Images are not part of the copy; transcribe all the data exactly.

=== Data section ===

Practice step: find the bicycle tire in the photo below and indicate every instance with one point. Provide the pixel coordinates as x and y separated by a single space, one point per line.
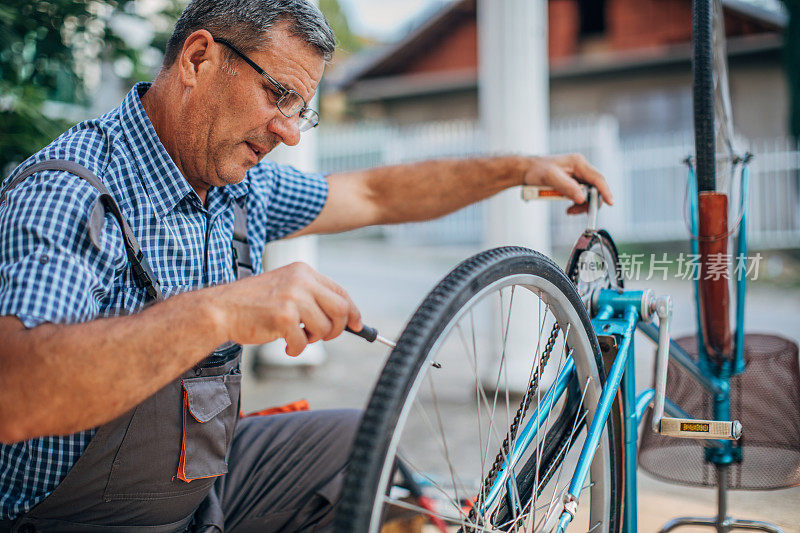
375 448
703 93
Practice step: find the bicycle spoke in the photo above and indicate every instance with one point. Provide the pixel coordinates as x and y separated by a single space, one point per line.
444 440
580 416
442 445
434 484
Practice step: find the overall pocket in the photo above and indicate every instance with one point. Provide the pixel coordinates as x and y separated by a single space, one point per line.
210 411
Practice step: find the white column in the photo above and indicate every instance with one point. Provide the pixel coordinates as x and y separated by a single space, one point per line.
514 108
514 112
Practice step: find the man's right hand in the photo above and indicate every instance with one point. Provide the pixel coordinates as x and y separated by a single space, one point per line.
295 303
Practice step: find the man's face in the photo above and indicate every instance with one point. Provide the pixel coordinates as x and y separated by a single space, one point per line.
233 116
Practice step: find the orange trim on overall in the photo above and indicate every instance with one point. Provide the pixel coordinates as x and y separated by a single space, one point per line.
299 405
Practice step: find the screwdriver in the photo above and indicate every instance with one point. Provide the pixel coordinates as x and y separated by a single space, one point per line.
371 335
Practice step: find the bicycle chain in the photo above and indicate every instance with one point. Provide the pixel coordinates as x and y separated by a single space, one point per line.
512 431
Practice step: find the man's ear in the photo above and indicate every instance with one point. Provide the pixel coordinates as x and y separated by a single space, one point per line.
198 53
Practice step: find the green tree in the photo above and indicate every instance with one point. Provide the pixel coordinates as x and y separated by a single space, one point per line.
49 51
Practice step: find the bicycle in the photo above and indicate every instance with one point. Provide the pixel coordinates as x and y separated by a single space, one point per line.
563 453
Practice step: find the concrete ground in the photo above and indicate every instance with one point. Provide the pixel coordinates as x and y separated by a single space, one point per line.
388 283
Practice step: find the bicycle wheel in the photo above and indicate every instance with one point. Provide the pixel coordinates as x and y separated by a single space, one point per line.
443 405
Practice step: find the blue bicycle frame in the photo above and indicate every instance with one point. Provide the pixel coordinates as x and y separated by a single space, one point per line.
619 314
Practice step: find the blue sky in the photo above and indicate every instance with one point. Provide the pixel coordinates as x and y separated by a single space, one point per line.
385 19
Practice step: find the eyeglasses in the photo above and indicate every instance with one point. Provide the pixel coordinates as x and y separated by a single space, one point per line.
289 102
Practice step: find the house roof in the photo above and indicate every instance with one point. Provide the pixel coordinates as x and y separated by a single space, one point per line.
374 74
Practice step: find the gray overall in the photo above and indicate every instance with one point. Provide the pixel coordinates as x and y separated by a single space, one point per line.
182 460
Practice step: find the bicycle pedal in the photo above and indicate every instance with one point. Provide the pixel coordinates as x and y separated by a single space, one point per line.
690 428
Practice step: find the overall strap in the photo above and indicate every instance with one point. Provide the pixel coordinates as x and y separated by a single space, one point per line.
142 271
242 265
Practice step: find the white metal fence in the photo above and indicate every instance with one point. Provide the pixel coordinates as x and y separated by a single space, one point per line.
647 174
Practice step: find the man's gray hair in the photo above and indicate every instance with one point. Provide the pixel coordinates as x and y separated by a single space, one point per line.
246 23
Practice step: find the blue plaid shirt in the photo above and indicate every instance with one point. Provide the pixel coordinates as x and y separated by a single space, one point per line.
50 271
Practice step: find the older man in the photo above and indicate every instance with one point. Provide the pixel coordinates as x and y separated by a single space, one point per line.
113 413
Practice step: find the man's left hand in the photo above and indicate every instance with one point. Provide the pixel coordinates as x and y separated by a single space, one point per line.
566 173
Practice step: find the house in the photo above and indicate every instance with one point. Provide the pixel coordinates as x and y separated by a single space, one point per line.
627 58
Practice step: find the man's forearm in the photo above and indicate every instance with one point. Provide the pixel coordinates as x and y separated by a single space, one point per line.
430 189
58 379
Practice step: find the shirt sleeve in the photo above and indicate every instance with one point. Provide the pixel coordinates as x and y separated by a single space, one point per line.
49 269
282 200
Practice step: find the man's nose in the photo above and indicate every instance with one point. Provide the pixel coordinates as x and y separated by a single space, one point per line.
287 128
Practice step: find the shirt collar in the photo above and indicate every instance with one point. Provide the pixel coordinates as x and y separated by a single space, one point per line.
163 180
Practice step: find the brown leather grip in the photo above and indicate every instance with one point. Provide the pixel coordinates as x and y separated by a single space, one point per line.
714 275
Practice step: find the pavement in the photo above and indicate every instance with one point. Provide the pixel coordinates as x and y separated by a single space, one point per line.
387 283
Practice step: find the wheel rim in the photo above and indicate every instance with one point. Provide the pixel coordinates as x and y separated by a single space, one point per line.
559 308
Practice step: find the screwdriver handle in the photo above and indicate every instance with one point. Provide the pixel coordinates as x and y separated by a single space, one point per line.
367 333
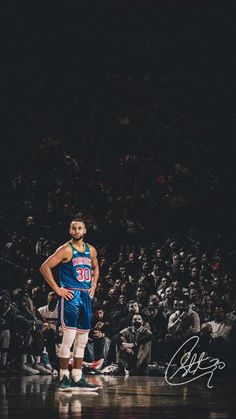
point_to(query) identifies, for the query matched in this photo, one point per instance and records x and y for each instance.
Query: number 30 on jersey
(83, 274)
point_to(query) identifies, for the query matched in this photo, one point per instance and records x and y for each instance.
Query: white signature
(189, 365)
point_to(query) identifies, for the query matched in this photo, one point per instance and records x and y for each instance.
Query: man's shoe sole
(84, 388)
(65, 389)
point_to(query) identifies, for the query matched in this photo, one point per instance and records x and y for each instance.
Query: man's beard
(77, 239)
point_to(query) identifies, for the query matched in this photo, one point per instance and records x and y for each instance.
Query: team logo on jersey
(81, 261)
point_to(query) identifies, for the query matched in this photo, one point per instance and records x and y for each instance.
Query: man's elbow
(42, 268)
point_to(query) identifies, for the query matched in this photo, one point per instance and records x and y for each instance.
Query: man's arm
(62, 254)
(95, 267)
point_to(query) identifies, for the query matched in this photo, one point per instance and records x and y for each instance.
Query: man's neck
(78, 244)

===

- _Output_
Practice step: find the bicycle tire in the photo below and indicate every instance with one point. Provide the pixel coordinates as x and y separated by a single space, one point per line.
375 448
703 93
Practice step: find the bicycle spoke in the photo above and indicate every instance with one point. Provide the pixel coordinates as x and y separated by a single space, one point per line.
444 440
580 416
442 445
434 484
Practice step: find the overall pocket in the photo above and indicate every instance with one point. Provide the pixel coordinates as x and y separated by a single space, one point per line.
210 411
Practice step: find the white column in the photo above and indicate every instance with one point. Provide the pixel coordinates as x and y separated by a single space, one point per line.
514 108
514 112
Practice step: find the man's right hand in the photo above and indicate every instance with one point. Provide the pixel coordinates as x and y separated by a single space, one point per line.
295 303
Practice step: find the man's face in the photo above and indicate every instance with one point. Provide the pixel coordinates as x and y separated by a single space, one point per line.
233 116
Practice step: find the orange trim on overall in the photo above and indicate every instance with one point. Provide the pixel coordinates as x and y separated by a single space, one point per line.
299 405
Practice step: find the screwdriver in the photo above and indicate every instance with one point. Provide the pixel coordinates as x and y separated by a single space, one point per line.
371 335
Practice step: find the bicycle chain in the photo above and indicate every instance with one point. Provide the pixel coordinates as x and y separated by a single space, one point per line.
512 431
Practice step: find the man's ear in the photo above and indicate every instance with one point. Provide the pixel coordinates as x and y separated by a single space, one point per line.
198 53
Practice step: find the green tree in the photo above and indicate every instance with one point. Provide the pixel coordinates as x and y separated by a single space, one point per line.
49 51
Practice step: find the bicycle in the photo above and indicate every instance with one point. Provide the pixel coordinates as x and y separated by a single space, one point per line.
563 453
Practice step: find the concrete ground in the photo above and indicate every instance with one point. Provide the pixel coordinates as x and y separated by a single space, one point per line.
388 283
Practice step: find the bicycle wheel in the photo above and indicate every instance with one point. Provide the pixel coordinates as x and y separated by a single space, one point per line.
443 405
Practice step: find the blue bicycle frame in the photo above and indicate every instance with one point. Provide the pixel coordinates as x and y separated by a single space, one point per line.
619 314
Practice step: find the blue sky in the photo above and indicate every instance with one point. Provide the pixel coordinates as x and y separated by a single space, one point per line.
385 19
Practice step: find the eyeglasses in the photo above and indicate every instance with one point. Provide the pixel coordinates as x and y separated by a single space, one point per line.
289 102
Practice step: find the house roof in the photo above and indicate every instance with one point. Provide the pixel coordinates as x and y separated by a single space, one point per line.
374 74
Practice step: find the gray overall in the photo above and indicate every instance with one point. Provide the pixel coordinates as x and y separated by a single space, one point per line.
182 460
Practice step: find the bicycle pedal in the photo above and indicate every instance with one point. Provide the pixel coordinates as x and y separated by a single space, one point per line.
690 428
Practice step: find the overall strap in the photo above and indicate every instance with one point. Provide the pixel coordinates as x and y separated by a single space, one point per line.
142 271
242 265
Practice step: find the white metal fence in the photo above and indicate every instance with one point. Provide the pixel coordinates as x and y separated by a single space, one point per line.
647 174
Practice step: find the man's gray hair in the photo above and indicate every instance with one point. Provide the pixel coordinates as x and y separated by a single space, one point per line.
246 23
Practice step: find the blue plaid shirt in the photo above and indicate every instance with one point. Provide the pixel coordinates as x and y separated by a single space, one point per line.
50 271
Practice step: find the older man in the photo above and indicate every instance with one point. Provide the pixel coordinates as x and y separated by a single space, one point per line.
113 413
Practice step: find the man's left hand in the photo above and indicate every instance with one point. Provide the pixel coordinates as x and y separated by a single space, one point per line.
566 173
Practice step: find the house in the photo above and indicate every instance with one point. Provide the pixel coordinates as x and y separated by a single space, one point per line.
627 58
Practice step: find the man's forearm in the photo above and indicate every instance with one point. Provide the pixel coordinates as x and y separated by a single space, one point per line.
430 189
58 379
Practice step: find the shirt sleeve in the photo above and indicate every instance with one point. Provide the pixel coordinates as x and y separated by a single space, one point per line.
49 269
282 200
Practice step: find the man's nose in the photo above and indicate every instance with one point. Provide the pixel coordinates as x and y separated by a single space, one point per line.
287 128
Practice step: find the shirt collar in the photo above and indicate every instance with one point. Provide the pixel coordinates as x and y separated by a single space, one point per line.
163 180
Practice step: find the brown leather grip in the photo above and indicate every instance with one point. Provide the pixel coordinates as x and y separated by a single space, one point per line.
714 275
Practice step: find the pavement in the photo above and indicate every instance with one point. Provide the pixel coordinates as x and y separated by a single space, one point per line.
387 283
Practice step: find the wheel rim in the photo above and indicate every instance with one point. Provide the pixel coordinates as x and y separated by a single space, one point per line.
559 308
Practice step: find the screwdriver handle in the photo above and indicate every instance with one point. Provide the pixel coordinates as x and y separated by a single space, one point per line.
367 333
point_to(query) identifies, for the query matched in this photo, one point per instance and records x and y for each instance.
Query: number 30 on jersey
(83, 274)
point_to(query) identifies, for the query matched in this photo, one point per instance and records x and y for each instance.
Query: white signature
(189, 365)
point_to(query) identifies, for the query matched in this photo, one point per instance and records x and y for each instance.
Query: man's shoe sole
(84, 388)
(65, 389)
point_to(query) identifies, for the query matched in this photo, one point per instance and records x and y for each instance.
Query: man's beard
(77, 239)
point_to(query) identifies, for the query matched in this photo, one point per instance and records x and y for each instance.
Query: team logo on jersey
(81, 261)
point_to(query) identifies, for the query matched in this photo, one point per instance and records x and y for each instance.
Query: man's elbow
(42, 268)
point_to(query) identifies, for the query matched in this photo, one point per instance and records x and y for each instance.
Query: man's arm
(62, 254)
(95, 267)
point_to(query) identifies, for the query matched in this photo, one point per instance and records x and y for each instance.
Query: man's neck
(78, 244)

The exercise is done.